[Passage to read — start]
The used vehicle market is being challenged by the new vehicle market as it offers strong financing incentives to prospective buyers amid the COVID-19 pandemic that’s hurting sales in both markets, an economist said.
In a recent conference call on the used market, chief economist Jonathan Smoke provided an economic overview of the pandemic and the impact on the used car market along with Zo Rahim, manager of economics and industry insights. Smoke and Rahim are both with Cox Automotive, and they also presented the Manheim Used Vehicle Value Index for March.
“A recession is unavoidable as the shutdown of activity in March will be big enough for the first quarter to be negative on real GDP growth,” Smoke said. “The second quarter will see a big decline, most likely historic. We could see recovery later in the year if the pandemic ends and consumer sentiment improves. If the impact lasts longer we likely won’t see a year-end recovery in sales. It all depends on the virus and the response to it. In the near term, the shutdowns and the related job losses are key to understanding the extent of decline.”
Almost 10 million claims for unemployment were filed in the two weeks ending March 28, Smoke said, adding that another 5 million claims are expected this week. The largest percentage of job losses so far have been in Pennsylvania, Rhode Island, Nevada, Michigan and Washington.
Consumer sentiment has fallen 28% since the end of February, he said. And the sentiment is likely to continue to fall as negative data on the economy and COVID-19 continue to be released. Smoke said sentiment will be a leading indicator of recovery in the automotive market.
New vehicle sales hit a bottom last week as they fell 67%, from the same week in 2019, and the declines were the sharpest in March, he said.
In March, total new vehicle sales fell 38%, from the same month in 2019, Rahim said. Retail sales of new vehicles were down 41% in March, leading to the lowest seasonally adjusted annual rate of sales since February 2010, he said. So far this year, overall retail sales are down 13%, from the same period in 2019.
Like new vehicle sales, used vehicle retail sales also reached a bottom last week as they were down 64%, from the same week in 2020, Smoke said. Used sales declines accelerated over the last 10 days of March as the used vehicle market was challenged by the new vehicle market with most major manufacturers offering financing incentives.
“It’s all because of the very attractive 0% APRs that are garnering interest and actually are starting to register a not insignificant part of the market in the new vehicle market,” Smoke said. “What we’re seeing is an increase in incentives that will put price pressure on the younger used vehicles, and that tends to also drive used vehicle prices lower.
[Passage to read — finish]
[Dataset — start]
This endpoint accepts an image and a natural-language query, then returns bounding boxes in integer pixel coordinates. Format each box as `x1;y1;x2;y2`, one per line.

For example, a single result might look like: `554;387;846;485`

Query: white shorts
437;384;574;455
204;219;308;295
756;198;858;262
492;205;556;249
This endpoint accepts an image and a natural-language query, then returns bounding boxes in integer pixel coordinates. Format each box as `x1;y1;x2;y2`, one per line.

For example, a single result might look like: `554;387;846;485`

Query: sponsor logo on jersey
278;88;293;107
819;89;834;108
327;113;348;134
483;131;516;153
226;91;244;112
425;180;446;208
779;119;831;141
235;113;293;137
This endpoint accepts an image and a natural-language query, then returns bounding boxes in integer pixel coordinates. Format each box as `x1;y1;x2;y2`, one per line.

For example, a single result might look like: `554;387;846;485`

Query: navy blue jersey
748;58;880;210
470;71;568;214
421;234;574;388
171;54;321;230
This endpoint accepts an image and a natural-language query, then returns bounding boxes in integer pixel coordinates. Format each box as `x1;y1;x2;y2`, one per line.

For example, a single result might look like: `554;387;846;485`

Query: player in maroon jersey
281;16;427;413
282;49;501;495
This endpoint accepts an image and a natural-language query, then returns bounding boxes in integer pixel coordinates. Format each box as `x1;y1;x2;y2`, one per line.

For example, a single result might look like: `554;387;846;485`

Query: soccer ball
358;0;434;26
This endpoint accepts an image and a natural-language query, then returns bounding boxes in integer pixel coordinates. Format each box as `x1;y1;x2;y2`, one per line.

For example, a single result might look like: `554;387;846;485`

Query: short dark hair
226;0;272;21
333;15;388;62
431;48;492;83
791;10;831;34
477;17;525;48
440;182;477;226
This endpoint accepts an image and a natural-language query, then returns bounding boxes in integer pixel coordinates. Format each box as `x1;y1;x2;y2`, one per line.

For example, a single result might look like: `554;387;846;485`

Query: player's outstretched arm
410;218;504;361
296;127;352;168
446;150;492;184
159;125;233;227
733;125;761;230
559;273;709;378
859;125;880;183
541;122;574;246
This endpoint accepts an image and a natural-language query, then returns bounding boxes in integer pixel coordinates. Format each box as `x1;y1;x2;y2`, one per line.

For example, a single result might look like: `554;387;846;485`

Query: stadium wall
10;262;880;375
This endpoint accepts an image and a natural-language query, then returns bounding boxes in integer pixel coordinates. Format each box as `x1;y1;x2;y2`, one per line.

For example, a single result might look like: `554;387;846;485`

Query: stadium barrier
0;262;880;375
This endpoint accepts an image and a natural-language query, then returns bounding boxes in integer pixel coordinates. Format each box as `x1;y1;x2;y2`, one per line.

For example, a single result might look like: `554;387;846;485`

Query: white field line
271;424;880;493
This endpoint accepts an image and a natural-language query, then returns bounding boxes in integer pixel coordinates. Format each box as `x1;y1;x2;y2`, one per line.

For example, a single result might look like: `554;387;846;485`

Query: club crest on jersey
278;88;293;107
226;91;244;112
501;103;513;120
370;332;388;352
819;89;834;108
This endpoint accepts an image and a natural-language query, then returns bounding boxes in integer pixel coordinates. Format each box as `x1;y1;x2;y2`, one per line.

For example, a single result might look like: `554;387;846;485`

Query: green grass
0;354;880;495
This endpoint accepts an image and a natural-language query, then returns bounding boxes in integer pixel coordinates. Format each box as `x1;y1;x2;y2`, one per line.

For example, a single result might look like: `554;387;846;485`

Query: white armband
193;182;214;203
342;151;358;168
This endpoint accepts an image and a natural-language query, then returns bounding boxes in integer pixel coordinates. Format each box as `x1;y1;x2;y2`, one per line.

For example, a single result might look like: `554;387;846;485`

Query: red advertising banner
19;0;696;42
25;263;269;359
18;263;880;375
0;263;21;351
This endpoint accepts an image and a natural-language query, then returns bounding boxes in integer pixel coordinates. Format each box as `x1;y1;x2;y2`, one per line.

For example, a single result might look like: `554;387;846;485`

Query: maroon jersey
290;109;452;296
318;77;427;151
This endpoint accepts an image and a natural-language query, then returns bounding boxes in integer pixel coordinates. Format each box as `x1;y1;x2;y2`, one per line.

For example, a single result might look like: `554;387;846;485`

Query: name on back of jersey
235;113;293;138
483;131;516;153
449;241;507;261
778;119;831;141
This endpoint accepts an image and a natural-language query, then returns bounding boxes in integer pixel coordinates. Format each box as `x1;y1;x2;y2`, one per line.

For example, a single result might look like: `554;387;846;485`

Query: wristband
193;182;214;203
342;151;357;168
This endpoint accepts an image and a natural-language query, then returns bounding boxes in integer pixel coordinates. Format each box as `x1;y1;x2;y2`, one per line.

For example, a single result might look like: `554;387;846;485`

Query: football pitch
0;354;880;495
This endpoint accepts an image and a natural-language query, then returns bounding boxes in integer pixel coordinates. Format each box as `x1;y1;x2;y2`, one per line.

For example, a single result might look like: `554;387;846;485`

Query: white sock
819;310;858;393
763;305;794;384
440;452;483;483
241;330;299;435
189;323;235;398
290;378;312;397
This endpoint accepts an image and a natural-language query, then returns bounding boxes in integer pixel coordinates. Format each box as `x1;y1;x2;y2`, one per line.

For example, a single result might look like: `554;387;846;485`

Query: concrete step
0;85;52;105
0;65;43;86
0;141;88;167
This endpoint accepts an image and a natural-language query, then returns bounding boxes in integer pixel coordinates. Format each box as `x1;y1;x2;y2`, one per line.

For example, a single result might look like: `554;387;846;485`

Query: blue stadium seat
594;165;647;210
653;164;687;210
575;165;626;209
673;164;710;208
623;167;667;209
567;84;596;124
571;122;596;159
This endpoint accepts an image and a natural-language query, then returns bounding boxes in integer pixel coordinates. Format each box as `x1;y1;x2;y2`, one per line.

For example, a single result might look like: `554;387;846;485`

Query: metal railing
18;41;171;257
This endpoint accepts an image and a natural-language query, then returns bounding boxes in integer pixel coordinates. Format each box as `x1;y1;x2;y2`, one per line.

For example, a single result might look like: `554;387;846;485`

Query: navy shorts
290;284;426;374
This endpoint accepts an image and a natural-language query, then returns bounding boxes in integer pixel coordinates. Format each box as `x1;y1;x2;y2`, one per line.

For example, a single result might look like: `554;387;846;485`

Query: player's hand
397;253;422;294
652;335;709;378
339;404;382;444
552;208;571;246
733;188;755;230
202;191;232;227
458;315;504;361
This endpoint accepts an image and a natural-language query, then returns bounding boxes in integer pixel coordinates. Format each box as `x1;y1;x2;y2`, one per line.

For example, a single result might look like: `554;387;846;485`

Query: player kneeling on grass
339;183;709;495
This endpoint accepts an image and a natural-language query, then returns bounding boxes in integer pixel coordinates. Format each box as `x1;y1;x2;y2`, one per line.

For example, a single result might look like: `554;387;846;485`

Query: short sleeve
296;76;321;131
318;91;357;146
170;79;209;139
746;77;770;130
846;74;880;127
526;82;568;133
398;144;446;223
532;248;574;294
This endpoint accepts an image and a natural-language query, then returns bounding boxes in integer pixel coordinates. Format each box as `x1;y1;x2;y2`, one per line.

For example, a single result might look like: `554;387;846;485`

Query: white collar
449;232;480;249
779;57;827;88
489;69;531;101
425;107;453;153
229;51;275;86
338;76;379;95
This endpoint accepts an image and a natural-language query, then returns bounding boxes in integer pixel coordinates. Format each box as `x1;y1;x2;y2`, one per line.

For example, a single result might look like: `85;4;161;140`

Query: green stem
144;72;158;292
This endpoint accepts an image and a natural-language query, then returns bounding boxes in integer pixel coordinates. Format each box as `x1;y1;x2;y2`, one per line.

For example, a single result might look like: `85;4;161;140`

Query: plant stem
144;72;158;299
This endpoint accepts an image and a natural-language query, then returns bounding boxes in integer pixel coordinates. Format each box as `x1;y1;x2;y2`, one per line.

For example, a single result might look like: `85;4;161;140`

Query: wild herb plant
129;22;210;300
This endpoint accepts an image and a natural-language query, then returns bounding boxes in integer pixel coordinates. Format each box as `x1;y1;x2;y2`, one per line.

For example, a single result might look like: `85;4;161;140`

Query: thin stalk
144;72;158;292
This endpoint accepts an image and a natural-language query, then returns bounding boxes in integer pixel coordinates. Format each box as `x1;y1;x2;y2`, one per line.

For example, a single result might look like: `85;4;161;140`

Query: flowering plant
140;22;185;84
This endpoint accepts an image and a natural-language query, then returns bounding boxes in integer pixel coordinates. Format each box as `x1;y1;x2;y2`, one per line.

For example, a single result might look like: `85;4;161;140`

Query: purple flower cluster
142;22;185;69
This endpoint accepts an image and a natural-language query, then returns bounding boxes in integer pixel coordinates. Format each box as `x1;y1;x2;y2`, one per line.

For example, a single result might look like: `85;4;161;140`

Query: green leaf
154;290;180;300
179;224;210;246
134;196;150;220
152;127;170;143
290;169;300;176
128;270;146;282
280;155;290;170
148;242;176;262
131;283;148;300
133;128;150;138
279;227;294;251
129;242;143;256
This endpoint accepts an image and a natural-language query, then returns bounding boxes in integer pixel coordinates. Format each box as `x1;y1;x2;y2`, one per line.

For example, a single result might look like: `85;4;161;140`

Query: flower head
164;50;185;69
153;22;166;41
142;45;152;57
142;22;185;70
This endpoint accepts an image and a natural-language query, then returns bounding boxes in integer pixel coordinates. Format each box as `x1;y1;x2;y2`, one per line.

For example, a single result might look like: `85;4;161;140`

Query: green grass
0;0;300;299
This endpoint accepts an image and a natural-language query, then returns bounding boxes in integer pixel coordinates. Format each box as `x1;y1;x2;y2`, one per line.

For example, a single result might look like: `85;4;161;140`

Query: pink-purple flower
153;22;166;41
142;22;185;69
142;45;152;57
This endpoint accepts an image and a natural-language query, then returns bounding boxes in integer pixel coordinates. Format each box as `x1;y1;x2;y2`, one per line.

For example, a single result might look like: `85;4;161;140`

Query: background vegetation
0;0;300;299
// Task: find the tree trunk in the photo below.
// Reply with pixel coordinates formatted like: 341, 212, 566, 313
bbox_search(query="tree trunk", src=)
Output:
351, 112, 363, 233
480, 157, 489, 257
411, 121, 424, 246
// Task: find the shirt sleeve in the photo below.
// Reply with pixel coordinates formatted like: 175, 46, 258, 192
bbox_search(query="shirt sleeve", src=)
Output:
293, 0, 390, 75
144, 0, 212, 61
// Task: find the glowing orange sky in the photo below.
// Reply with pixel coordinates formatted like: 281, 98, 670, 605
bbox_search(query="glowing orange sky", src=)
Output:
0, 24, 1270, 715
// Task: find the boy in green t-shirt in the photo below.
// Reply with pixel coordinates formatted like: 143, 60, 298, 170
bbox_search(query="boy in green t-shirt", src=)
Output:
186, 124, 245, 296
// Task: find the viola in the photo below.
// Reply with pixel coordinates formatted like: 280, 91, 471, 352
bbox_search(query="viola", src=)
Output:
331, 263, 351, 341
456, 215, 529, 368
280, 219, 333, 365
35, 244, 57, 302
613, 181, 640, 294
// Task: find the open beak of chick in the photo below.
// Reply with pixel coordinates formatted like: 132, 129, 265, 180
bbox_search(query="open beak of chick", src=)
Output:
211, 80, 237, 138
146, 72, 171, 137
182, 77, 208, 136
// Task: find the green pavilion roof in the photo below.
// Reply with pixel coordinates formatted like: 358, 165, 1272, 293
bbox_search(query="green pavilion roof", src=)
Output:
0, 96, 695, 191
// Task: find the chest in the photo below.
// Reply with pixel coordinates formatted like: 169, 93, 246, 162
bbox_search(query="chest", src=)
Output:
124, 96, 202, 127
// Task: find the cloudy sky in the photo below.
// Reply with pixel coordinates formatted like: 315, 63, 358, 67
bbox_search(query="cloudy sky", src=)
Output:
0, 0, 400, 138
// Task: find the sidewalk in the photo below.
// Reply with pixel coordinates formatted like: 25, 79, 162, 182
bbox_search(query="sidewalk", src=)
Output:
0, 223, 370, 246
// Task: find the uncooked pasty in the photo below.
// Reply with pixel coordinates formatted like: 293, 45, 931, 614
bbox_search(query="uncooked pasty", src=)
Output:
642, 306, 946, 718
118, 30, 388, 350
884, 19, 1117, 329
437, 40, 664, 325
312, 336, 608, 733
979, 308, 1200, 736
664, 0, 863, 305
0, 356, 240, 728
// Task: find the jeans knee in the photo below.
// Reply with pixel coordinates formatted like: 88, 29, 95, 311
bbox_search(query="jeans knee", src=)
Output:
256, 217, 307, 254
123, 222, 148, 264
[Dataset — finish]
# [Required action A]
Name every state that the article on the used vehicle market lists among those with the largest percentage of job losses so far.
# [Required action B]
Write the next few sentences of the article on the used vehicle market, picking up right after its final sentence.
The listing has nothing to do with what is asked here.

# [Response box A]
Pennsylvania, Rhode Island, Nevada, Michigan and Washington

# [Response box B]
“But that’s not going to last forever because when we start to see things opening back up we will very quickly in the new vehicle market shift from being oversupplied to being undersupplied because of the disruption to supply chains around the world, and I would argue, that potentially will never be as productive as the global auto market has been in recent years,” he added. This is because of the supply chain and adjustments to health to react to the possibility of future flare-ups of COVID-19 or labor being aware of an increased need for personal protection or testing. As a result, it’s unlikely that vehicle sales would reach 17 million for the foreseeable future.
Vehicle sales are expected to fall over the next few months but could recover by the end of the year as new vehicle sales drop below 12 million in 2020, from 17.3 million last year, and used vehicle sales decline to less than 30 million in 2020, from 40 million in 2019, Smoke said. If the shutdown continues, new vehicle sales could drop to below 11 million and used vehicle sales could be under 29 million for the year.
“That’s a bleak outlook compared to where we were in January,” Smoke said. “I hope we’re wrong.”
Used vehicle sales started to rise for about 10 days in March until the onset of the pandemic, Smoke said. Used vehicle sales typically rise in the spring as people receive their tax refunds.
Concerning the Manheim Used Vehicle Value Index, it’s an indicator of what used car dealers are paying for vehicles on the wholesale market, Smoke said.
Wholesale used vehicle prices on a mix, mileage and seasonally adjusted basis fell 1.1% in March, from February, Rahim said. As a result, the Manheim Used Vehicle Value Index rose 4.4% to 141.9, from the same month in 2019.
Also in the call, Benjamin Flusberg, associate vice president of M Logic, which is the Manheim suite of decision products, explained changes to the Manheim Market Report (MMR). The MMR shows wholesale vehicle values, and it typically follows average auction prices. But amid the pandemic, the gap has widened between the auction prices and the MMR prices, which haven’t fallen as significantly as auction prices. This means MMR prices are higher than auction prices, Flusberg said, adding that he expects MMR to return to normal over the next two weeks.
Vehicles retention values of those between one to three years old fell 0.2% in March, from the same month in 2019, Smoke said. As of this week, the values are down 1%.